▶ **WORK TO DO**: Pull out each line of the material below that contains the word "window", treating uppercase and lowercase letters as different.

## START DATA EXTRACT

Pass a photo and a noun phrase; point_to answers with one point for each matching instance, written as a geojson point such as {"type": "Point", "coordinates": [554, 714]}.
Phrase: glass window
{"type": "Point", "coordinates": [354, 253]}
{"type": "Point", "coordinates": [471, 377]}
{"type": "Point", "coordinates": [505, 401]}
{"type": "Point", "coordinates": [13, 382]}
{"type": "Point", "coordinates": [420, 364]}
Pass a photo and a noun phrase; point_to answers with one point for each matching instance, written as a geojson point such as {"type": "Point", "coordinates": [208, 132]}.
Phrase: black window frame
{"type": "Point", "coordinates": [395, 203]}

## END DATA EXTRACT
## START DATA EXTRACT

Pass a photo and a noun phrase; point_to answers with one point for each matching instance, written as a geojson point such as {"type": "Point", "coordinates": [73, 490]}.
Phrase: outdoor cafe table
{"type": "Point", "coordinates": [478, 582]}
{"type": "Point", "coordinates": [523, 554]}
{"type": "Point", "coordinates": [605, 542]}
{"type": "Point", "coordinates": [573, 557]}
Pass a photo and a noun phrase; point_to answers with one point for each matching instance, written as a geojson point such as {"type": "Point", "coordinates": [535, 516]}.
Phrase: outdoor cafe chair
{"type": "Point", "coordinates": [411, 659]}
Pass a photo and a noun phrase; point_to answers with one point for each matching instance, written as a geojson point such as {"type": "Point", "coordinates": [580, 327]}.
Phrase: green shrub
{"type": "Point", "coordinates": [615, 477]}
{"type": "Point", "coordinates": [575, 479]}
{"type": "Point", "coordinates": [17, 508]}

## END DATA EXTRACT
## START DATA EXTRACT

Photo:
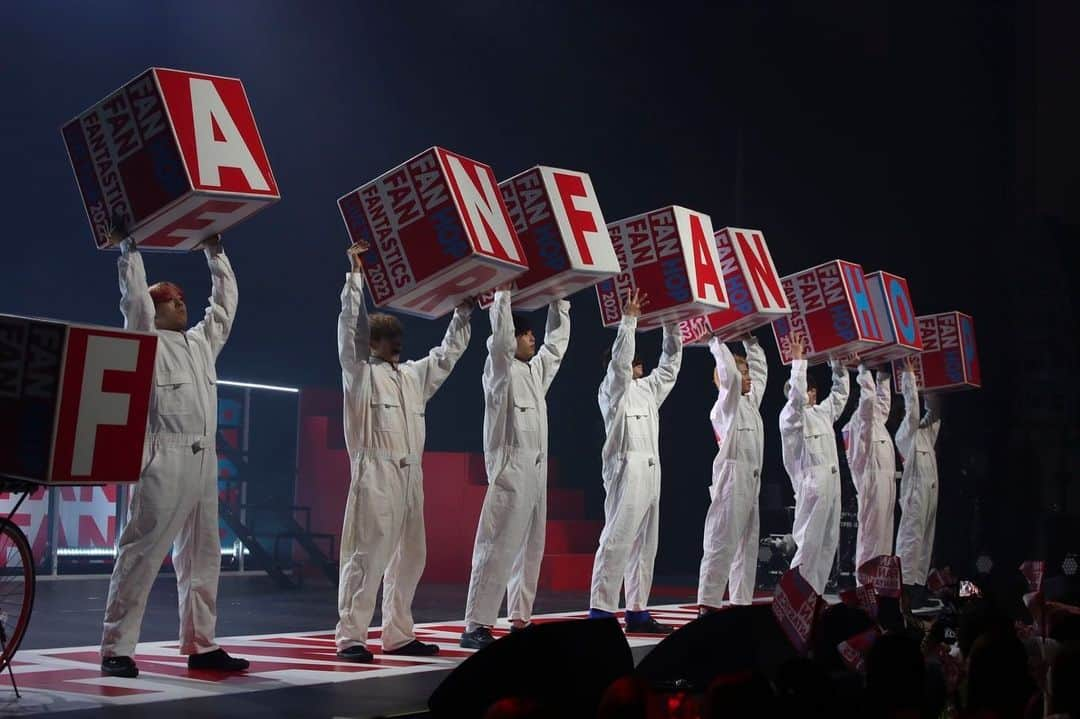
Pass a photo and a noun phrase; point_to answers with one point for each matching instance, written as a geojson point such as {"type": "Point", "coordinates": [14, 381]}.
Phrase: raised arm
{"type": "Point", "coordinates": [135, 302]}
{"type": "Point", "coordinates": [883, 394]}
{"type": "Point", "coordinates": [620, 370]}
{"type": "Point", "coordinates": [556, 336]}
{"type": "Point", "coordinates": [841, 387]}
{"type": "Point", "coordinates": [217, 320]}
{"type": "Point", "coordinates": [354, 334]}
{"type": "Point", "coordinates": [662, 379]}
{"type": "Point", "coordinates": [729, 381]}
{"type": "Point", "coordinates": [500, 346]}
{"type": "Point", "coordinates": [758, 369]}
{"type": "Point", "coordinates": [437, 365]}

## END DATA EXTRACT

▶ **SOLUTION**:
Phrase: glass window
Phrase: black window frame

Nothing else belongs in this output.